> Exercise prompt
Copy all of the data below line for line, changing nothing.

> Data listing
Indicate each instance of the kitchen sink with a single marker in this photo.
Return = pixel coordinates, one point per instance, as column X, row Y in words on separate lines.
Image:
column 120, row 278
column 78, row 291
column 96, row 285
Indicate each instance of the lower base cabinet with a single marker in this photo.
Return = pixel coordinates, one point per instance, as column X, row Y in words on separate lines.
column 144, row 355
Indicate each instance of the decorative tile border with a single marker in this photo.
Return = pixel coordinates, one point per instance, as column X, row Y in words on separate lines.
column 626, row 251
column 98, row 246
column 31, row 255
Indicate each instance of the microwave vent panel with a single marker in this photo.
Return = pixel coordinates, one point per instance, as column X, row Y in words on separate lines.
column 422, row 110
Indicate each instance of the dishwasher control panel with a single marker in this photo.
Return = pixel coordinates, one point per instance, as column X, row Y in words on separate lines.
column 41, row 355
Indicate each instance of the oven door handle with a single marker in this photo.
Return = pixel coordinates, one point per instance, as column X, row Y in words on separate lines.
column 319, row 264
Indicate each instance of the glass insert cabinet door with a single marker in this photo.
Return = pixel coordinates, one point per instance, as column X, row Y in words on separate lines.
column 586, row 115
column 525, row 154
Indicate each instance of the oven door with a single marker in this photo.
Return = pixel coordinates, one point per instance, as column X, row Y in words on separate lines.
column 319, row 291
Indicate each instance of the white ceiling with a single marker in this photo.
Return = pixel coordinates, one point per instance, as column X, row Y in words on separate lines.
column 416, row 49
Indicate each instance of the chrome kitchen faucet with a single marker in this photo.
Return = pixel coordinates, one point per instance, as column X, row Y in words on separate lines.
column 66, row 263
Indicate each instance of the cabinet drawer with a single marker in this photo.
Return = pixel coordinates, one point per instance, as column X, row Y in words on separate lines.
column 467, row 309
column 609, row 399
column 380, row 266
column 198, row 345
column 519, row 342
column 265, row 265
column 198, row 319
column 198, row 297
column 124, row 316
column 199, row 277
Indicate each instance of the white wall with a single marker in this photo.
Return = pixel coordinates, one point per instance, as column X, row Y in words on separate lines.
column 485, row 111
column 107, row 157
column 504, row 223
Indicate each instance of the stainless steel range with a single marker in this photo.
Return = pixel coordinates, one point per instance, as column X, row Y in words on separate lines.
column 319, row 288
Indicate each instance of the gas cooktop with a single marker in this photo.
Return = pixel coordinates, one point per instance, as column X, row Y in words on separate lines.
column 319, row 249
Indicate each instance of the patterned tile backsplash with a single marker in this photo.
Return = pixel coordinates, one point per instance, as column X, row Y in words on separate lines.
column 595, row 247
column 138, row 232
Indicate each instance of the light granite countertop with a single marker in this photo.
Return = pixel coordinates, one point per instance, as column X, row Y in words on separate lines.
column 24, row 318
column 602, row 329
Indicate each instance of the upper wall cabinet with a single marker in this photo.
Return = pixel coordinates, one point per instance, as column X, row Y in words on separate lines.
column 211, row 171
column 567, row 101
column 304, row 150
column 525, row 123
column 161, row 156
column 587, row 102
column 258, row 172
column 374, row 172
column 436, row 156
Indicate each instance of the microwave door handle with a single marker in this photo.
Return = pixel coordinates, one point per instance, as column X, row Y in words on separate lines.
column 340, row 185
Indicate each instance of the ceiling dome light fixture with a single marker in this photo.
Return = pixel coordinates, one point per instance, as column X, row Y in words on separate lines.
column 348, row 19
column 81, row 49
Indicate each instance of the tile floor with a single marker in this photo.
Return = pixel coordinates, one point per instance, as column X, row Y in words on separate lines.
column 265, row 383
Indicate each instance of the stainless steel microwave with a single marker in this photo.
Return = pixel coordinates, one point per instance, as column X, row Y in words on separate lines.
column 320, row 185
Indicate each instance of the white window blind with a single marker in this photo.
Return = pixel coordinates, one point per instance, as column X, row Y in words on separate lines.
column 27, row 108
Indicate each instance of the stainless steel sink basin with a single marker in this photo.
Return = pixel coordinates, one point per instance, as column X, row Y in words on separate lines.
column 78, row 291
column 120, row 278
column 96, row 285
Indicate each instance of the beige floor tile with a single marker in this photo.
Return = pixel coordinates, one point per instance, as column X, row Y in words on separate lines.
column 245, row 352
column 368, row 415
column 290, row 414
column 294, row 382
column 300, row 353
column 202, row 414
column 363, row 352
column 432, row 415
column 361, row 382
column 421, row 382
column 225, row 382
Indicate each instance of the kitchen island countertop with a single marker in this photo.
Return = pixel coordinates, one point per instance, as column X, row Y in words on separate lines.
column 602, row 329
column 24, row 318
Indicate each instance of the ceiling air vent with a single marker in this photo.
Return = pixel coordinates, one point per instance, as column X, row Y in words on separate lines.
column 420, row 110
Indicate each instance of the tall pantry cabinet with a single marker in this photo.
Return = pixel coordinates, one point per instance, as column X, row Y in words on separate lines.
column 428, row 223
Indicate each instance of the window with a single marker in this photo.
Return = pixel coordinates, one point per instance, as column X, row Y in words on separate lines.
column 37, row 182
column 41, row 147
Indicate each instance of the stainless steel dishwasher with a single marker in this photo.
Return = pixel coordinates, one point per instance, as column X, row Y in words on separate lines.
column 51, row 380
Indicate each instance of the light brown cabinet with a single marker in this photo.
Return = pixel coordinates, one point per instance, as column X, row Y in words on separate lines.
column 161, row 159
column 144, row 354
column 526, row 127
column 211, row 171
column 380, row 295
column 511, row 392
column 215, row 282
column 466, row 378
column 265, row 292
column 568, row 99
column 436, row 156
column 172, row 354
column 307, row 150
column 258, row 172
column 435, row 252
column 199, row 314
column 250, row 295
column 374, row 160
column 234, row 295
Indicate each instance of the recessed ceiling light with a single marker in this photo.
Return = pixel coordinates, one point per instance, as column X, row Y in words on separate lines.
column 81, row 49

> Answer to this problem
Indicate each instance of the kitchen sink with a single marker in this photo.
Return = pixel coordinates, one point per instance, as column X, row Y in words on separate lines.
Image:
column 120, row 278
column 78, row 291
column 96, row 285
Indicate each instance of the lower base cabinet with a single marker in this photo.
Return = pixel coordinates, one point per instance, as column X, row Y in words on separate lines.
column 144, row 355
Indicate each instance of the decorative tile border with a single marker in this photo.
Return = pixel coordinates, one point per instance, as column X, row Y in words on separate lines.
column 626, row 251
column 98, row 246
column 31, row 255
Indicate each instance of the microwave vent panel with a single marker in this photo.
Return = pixel coordinates, one point per instance, as column X, row Y in words on separate lines.
column 422, row 110
Indicate each instance of the dishwasher control panel with a single marker in this photo.
Return = pixel coordinates, one point per instance, as column X, row Y in words on separate lines.
column 41, row 355
Indicate each instance of the oven door handle with a single marker in this photo.
Return = pixel coordinates, one point per instance, as column X, row Y in words on separate lines.
column 319, row 264
Indicate each instance of the glass insert cabinet door with a single marker in this photo.
Return = pixel coordinates, one point per instance, as column X, row Y in words on separate lines.
column 586, row 115
column 525, row 154
Indicate each instance of the oven door with a single marker in this photo.
Return = pixel coordinates, one point per instance, as column X, row Y in words on separate lines.
column 319, row 291
Indicate each instance of the white ceiling with a single marker in this photo.
Return = pixel coordinates, one point per instance, as column X, row Y in words on separate lines.
column 416, row 49
Indicate each instance of the chrome kitchen faucet with a single marker in this photo.
Return = pixel coordinates, one point per instance, as column X, row Y in words on separate lines.
column 66, row 263
Indicate each instance of the cabinet drawer with a single marker in this photo.
Return = pixel coordinates, one point per instance, as column X, row Y in words on separate lines.
column 467, row 309
column 609, row 399
column 380, row 266
column 198, row 345
column 519, row 342
column 265, row 265
column 198, row 319
column 198, row 297
column 124, row 316
column 199, row 277
Indicate each instance of the white wall with a single marker in this photo.
Return = pixel coordinates, one point per instance, as column X, row Y in words on separate lines.
column 485, row 111
column 107, row 157
column 504, row 223
Indicate each instance of the stainless steel range with a single marker in this photo.
Return = pixel coordinates, one point per instance, as column X, row Y in words on separate lines.
column 319, row 288
Indicate each instance of the gas cooktop with a single marker in this photo.
Return = pixel coordinates, one point per instance, as column X, row Y in words on separate lines.
column 319, row 249
Indicate each instance of the patterned tile backsplash with a single marker in this photo.
Return = pixel coordinates, one point per instance, as column X, row Y in words on separate lines.
column 595, row 247
column 138, row 232
Indicate each instance of the light granite countertop with a single marker in this photo.
Return = pixel coordinates, one point per instance, as column X, row Y in words on separate lines.
column 24, row 318
column 602, row 329
Indicate each instance of the upper wall cabinet with a single marker in this photo.
Return = pixel coordinates, one point per instance, as column X, row Y in words on separate lines.
column 211, row 171
column 567, row 101
column 304, row 150
column 525, row 123
column 161, row 156
column 587, row 102
column 258, row 172
column 374, row 172
column 436, row 156
Indicate each instance of the microwave door handle with a single marker in this photo.
Return = pixel coordinates, one point per instance, as column X, row Y in words on separate lines.
column 340, row 185
Indicate each instance of the ceiling dome light fixture with a single marker in this photo.
Return = pixel coordinates, one point per instance, as column X, row Y in words on separate lines.
column 348, row 19
column 81, row 49
Indicate each instance of the tile floor with a single marker in this photo.
Return = pixel coordinates, one point per instance, as column X, row Y in words on separate lines.
column 265, row 383
Indicate each instance of the stainless steel microwave with a single marker in this photo.
Return = pixel coordinates, one point per instance, as column X, row Y in words on separate lines.
column 320, row 185
Indicate each instance of the white window blind with a single marker in this photo.
Return = pixel coordinates, one point per instance, as column X, row Y in words on separate lines.
column 27, row 108
Indicate each instance of the stainless steel sink basin with a single marker in this photo.
Return = pixel coordinates, one point per instance, as column X, row Y in words on separate lines.
column 78, row 291
column 120, row 278
column 96, row 285
Indicate each instance of the beige floor tile with a single marker in this photo.
Return = pixel coordinates, one point per instance, as column X, row Y in words on separate lines.
column 245, row 352
column 368, row 415
column 290, row 414
column 294, row 382
column 300, row 353
column 202, row 414
column 363, row 352
column 432, row 415
column 361, row 382
column 421, row 382
column 225, row 382
Indicate each instance of the kitchen island countertop with a single marker in this photo.
Return = pixel coordinates, one point per instance, as column X, row Y in words on separate lines.
column 602, row 329
column 24, row 318
Indicate each instance of the ceiling air vent with a single marker in this photo.
Return = pixel coordinates, one point per instance, as column X, row Y in words on separate lines.
column 420, row 110
Indicate each instance of the tall pantry cabinet with a single marker in this photo.
Return = pixel coordinates, one point per instance, as column X, row Y in words on separate lines.
column 428, row 223
Indicate each instance of the window with a single marker in this photo.
Return = pixel coordinates, one point per instance, as column X, row Y in words on separate lines.
column 37, row 182
column 41, row 147
Indicate each instance of the stainless steel dishwasher with a single marker in this photo.
Return = pixel coordinates, one point per instance, as column X, row Y in words on separate lines.
column 51, row 380
Indicate each instance of the light brown cabinet with a single marker in this photo.
Return = pixel coordinates, one point per instance, as column X, row Y in words on separate lines.
column 161, row 159
column 144, row 354
column 526, row 127
column 211, row 171
column 380, row 295
column 511, row 392
column 215, row 282
column 466, row 378
column 265, row 292
column 568, row 99
column 436, row 156
column 172, row 354
column 307, row 150
column 258, row 172
column 435, row 252
column 199, row 314
column 250, row 295
column 374, row 160
column 234, row 295
Indicate each instance of the recessed ceiling light with a single marker in this photo.
Return = pixel coordinates, one point per instance, as column X, row Y in words on separate lines.
column 81, row 49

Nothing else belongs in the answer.